ARAHAN TUGAS:
Lanjutkan kutipan bacaan tentang kerawanan kecurangan pemilu, dimulai setelah kalimat terakhirnya.

Pelanggaran sudah terjadi pada masa penetapan Daftar Pemilih Tetap
(DPT), massa kampanye, dan nantinya proses pemberian dan pemungutan
suara.
“Tingkat kerawanan yang dikhawatirkan ada di semua level
atau tingkatan, dimana independent dan netralitas penyelenggara
dipertanyakan,” katanya di Jakarta, Rabu (26/3/2014).
Menurut
Masnur untuk meminimalisir kecurangan pemilu, perlu dilakukan
peningkatan pengawasan di tingkat TPS dan Kecamatan selama proses
pemberian hingga penghitungan suara berlangsung. Dari pengalaman pemilu
sebelumnya, KPPS dan penyelenggara lainnya sering terlibat jual beli
suara.

BARIS MATERI:
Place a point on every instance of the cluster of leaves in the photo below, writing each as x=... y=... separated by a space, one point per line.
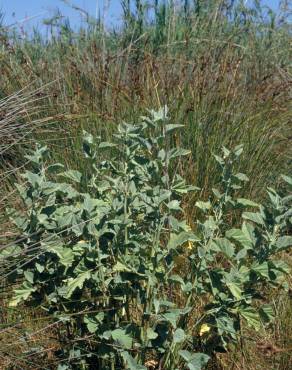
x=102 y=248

...

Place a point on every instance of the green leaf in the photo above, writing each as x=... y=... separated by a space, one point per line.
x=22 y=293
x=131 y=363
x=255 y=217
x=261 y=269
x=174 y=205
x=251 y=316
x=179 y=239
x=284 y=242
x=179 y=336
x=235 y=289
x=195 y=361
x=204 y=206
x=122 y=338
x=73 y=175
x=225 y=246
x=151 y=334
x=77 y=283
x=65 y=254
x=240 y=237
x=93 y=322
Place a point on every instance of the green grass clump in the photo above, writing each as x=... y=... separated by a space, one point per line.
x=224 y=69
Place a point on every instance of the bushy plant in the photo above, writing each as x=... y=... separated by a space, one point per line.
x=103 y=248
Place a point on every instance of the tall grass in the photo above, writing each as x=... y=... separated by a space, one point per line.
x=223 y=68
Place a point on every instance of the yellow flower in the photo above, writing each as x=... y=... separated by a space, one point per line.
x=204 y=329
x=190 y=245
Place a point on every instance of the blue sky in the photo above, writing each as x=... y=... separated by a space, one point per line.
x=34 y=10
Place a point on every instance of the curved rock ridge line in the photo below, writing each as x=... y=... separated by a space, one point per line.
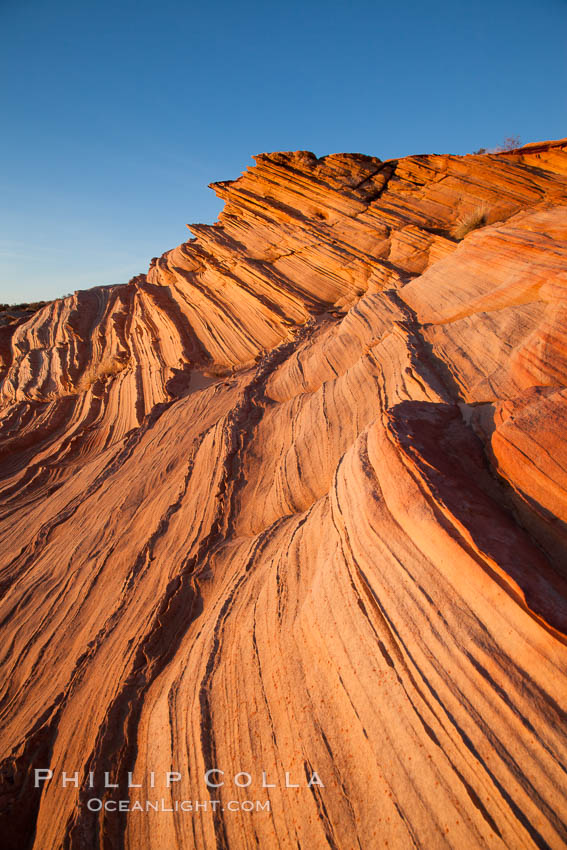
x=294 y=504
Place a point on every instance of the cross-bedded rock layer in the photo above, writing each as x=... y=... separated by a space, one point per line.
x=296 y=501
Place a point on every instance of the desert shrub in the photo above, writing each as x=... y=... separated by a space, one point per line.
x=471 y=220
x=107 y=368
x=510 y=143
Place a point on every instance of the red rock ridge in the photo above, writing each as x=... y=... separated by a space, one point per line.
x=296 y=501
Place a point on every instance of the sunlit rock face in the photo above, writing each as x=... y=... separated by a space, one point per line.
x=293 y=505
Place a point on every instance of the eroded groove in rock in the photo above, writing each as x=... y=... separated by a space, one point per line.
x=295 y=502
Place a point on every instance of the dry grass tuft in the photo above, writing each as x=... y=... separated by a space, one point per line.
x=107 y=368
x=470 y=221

---

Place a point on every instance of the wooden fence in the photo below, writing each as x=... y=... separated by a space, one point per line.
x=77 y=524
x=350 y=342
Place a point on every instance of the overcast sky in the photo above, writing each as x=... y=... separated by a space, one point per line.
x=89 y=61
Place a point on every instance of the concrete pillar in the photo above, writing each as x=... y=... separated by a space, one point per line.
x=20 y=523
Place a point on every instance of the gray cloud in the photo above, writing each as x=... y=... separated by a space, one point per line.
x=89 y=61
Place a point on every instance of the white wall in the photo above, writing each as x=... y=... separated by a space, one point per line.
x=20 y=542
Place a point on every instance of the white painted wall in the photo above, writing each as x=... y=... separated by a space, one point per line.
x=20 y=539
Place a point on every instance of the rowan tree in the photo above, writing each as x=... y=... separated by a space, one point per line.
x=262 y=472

JAWABAN TERTULIS:
"Itu terjadi karena proses seleksi di tingkat TPS sudah
didesain atau terskenario. Orang-orang yang duduk di tingkat
penyelenggara sudah disusun dengan catatan orang yang duduk sebagai
penyelenggara adalah orang yang bisa diajak bekerja sama oleh pihak
tertentu dengan imbalan sejumlah uang atau janji," ungkapnya.
Biasanya,
lanjut Masnur, penyelenggara di tingkat TPS dan seterusnya akan
membantu mengamankan suara calon legislatif (caleg) di semua tingkatanm,
bila memiliki hubungan keluarga atau lantaran imbalan. Makanya tidak
heran bila nantinya ada caleg yang tidak melakukan kampanye dan kurang
dikenal masyarakat tapi mendapatkan suara dan akhirnya duduk sebagai
wakil rakyat.
“Biasanya, sebelum penghitungan suara atau dua hari
sebelum pelaksanaan pemilu, KPU sudah ketemu dengan caleg yang
membutuhkan suara di lobi-lobi hotel. Itulah yang disebut suara siluman
dalam proses jual beli,” papar Masnur.
Kata Masnur, langkah yang
harus dilakukan Bawaslu sebagai pengawas pemilu yakni dengan melibatkan
universitas. Perlu dilakukan MoU dengan pihak kampus dengan melibatkan
mahasiswa, apalagi Bawaslu saat ini kesulitan dalam hal pendanaan.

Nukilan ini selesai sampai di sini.